# Exercise goal
For each line of the data below, test for "dark". Report only the number of lines that pass.
BEGIN Supplied records
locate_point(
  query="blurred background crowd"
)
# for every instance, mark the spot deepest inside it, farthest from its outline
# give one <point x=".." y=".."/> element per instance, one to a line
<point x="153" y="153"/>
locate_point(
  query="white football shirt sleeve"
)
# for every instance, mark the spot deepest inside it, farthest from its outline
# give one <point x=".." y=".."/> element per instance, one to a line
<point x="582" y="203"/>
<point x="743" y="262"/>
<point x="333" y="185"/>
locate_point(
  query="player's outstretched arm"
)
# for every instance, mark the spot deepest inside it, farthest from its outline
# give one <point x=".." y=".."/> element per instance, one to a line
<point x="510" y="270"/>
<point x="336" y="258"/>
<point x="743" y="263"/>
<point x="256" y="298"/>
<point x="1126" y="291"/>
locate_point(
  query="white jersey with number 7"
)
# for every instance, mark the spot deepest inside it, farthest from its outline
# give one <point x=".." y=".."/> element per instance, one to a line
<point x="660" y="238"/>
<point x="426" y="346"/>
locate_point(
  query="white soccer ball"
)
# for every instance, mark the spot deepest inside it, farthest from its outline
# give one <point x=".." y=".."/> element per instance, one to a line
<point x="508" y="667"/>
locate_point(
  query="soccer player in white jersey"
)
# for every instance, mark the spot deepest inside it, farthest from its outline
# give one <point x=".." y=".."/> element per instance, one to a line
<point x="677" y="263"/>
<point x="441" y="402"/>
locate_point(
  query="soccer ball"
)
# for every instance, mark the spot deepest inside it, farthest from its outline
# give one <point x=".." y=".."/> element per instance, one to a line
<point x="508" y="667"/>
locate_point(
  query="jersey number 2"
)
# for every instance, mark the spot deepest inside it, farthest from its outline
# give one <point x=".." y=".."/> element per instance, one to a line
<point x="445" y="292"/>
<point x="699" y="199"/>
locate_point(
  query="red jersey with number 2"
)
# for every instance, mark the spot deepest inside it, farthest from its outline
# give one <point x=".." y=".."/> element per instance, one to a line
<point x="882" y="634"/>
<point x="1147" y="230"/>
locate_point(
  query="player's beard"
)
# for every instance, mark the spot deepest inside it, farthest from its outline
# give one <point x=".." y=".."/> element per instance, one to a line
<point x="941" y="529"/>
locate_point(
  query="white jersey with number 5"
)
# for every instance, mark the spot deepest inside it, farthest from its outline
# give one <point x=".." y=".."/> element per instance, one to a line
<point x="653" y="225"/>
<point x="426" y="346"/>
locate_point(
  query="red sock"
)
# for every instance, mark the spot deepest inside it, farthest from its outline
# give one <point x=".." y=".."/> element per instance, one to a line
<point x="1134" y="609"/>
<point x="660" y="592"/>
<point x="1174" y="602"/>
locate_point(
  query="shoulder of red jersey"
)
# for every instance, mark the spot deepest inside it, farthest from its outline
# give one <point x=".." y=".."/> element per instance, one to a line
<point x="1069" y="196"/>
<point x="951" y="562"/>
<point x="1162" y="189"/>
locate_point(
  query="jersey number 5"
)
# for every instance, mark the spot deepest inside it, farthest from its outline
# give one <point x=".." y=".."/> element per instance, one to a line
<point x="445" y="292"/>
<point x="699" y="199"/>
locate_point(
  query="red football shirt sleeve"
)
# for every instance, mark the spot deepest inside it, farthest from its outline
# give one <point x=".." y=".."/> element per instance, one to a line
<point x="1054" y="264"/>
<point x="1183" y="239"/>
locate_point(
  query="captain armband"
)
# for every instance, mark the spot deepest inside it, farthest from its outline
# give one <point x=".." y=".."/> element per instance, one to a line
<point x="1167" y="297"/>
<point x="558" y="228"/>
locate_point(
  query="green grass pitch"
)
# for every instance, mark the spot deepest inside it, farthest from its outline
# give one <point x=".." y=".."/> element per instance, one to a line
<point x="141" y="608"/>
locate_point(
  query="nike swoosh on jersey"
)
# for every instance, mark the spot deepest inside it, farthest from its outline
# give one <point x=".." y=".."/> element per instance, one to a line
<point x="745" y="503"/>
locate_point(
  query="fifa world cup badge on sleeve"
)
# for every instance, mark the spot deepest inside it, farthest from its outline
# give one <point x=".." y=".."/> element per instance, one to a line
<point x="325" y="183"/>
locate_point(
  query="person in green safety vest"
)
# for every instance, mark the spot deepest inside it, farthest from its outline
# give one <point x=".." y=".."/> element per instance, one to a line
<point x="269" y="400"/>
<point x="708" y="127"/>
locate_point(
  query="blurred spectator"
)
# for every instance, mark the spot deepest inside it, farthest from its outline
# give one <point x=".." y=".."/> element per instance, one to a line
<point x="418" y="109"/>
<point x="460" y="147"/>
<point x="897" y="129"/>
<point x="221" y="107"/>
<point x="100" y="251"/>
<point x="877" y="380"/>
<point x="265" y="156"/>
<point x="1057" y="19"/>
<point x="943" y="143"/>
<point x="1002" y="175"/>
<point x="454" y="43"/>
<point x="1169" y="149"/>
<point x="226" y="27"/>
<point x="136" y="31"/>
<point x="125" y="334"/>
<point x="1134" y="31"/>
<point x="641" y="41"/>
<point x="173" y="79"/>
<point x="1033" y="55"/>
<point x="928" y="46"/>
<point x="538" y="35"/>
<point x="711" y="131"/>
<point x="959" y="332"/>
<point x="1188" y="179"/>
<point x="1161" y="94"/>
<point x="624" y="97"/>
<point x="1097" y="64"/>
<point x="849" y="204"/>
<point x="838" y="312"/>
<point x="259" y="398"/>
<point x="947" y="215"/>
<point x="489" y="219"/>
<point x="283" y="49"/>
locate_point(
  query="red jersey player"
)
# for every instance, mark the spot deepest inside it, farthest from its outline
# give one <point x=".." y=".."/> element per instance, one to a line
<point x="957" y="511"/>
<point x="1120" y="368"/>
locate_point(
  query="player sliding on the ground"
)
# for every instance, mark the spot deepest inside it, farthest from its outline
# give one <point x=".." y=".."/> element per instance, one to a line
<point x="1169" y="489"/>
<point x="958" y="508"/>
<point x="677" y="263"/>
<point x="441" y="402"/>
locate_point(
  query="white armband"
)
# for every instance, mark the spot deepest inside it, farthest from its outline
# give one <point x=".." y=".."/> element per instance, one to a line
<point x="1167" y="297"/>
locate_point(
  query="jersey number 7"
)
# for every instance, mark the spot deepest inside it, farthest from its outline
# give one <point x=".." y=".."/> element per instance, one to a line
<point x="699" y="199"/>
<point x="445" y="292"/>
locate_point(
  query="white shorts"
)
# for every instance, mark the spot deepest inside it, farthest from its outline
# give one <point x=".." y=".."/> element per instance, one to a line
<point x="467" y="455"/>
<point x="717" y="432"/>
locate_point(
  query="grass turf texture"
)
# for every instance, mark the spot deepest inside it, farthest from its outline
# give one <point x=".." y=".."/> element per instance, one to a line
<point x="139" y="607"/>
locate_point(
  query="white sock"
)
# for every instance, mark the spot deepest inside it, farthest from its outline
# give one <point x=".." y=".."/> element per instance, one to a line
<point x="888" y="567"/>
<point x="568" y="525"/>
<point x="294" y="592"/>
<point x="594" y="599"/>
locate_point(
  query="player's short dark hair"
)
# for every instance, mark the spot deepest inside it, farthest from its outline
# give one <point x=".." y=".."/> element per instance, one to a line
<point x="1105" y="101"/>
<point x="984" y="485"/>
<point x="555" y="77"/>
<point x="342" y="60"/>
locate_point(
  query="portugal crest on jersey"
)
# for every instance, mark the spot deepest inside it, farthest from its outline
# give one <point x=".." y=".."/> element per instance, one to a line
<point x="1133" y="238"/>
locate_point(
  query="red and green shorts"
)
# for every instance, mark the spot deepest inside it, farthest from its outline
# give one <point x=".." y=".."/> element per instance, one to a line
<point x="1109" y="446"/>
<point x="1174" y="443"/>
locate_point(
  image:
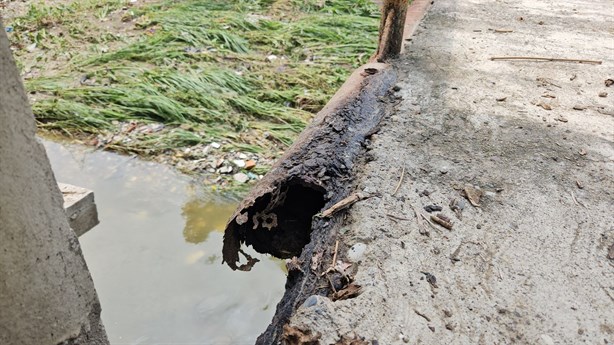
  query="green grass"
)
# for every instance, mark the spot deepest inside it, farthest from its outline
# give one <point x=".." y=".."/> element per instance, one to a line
<point x="200" y="65"/>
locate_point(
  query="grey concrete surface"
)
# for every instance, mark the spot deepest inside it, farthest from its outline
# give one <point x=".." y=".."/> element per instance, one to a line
<point x="47" y="296"/>
<point x="80" y="208"/>
<point x="530" y="264"/>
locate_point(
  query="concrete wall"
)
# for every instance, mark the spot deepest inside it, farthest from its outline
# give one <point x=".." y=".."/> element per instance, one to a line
<point x="47" y="296"/>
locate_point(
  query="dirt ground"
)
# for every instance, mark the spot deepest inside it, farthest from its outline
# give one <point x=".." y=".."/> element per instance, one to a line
<point x="534" y="262"/>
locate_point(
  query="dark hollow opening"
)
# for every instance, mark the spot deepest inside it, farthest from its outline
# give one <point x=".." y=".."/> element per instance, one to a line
<point x="286" y="228"/>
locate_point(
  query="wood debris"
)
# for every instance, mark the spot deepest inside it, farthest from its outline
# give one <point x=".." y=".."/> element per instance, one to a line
<point x="350" y="291"/>
<point x="346" y="340"/>
<point x="442" y="220"/>
<point x="396" y="189"/>
<point x="343" y="204"/>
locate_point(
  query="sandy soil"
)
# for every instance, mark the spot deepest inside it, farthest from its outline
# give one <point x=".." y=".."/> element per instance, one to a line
<point x="530" y="264"/>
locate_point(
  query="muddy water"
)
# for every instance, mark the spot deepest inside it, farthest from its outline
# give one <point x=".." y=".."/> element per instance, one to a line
<point x="156" y="255"/>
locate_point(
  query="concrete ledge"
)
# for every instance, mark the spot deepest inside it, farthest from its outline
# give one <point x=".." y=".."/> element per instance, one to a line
<point x="80" y="208"/>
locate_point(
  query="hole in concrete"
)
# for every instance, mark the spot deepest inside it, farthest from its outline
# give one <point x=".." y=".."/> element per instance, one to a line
<point x="279" y="223"/>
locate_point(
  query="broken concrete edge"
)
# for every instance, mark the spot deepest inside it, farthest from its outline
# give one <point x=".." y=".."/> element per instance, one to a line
<point x="370" y="95"/>
<point x="309" y="167"/>
<point x="47" y="295"/>
<point x="80" y="208"/>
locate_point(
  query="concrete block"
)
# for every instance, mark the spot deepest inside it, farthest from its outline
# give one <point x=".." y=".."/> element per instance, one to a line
<point x="80" y="208"/>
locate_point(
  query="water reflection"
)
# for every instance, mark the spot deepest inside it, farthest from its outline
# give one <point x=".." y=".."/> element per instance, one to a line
<point x="155" y="256"/>
<point x="203" y="216"/>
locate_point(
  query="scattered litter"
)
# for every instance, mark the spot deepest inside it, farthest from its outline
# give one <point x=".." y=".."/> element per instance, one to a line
<point x="356" y="252"/>
<point x="347" y="340"/>
<point x="345" y="203"/>
<point x="225" y="169"/>
<point x="545" y="106"/>
<point x="422" y="314"/>
<point x="442" y="220"/>
<point x="430" y="279"/>
<point x="432" y="208"/>
<point x="315" y="261"/>
<point x="295" y="336"/>
<point x="473" y="195"/>
<point x="250" y="164"/>
<point x="424" y="193"/>
<point x="421" y="228"/>
<point x="396" y="189"/>
<point x="240" y="177"/>
<point x="457" y="206"/>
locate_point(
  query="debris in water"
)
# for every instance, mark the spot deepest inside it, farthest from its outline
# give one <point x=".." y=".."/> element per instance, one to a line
<point x="240" y="177"/>
<point x="295" y="336"/>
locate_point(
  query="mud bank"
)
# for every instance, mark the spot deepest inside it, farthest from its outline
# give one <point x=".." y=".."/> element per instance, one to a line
<point x="518" y="156"/>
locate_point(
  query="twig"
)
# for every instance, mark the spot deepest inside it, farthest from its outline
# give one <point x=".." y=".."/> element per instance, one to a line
<point x="421" y="314"/>
<point x="396" y="189"/>
<point x="332" y="265"/>
<point x="335" y="254"/>
<point x="421" y="228"/>
<point x="537" y="58"/>
<point x="345" y="203"/>
<point x="443" y="222"/>
<point x="396" y="217"/>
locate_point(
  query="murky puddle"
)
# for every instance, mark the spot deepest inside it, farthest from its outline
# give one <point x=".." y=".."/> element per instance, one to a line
END Supplied records
# Your solution
2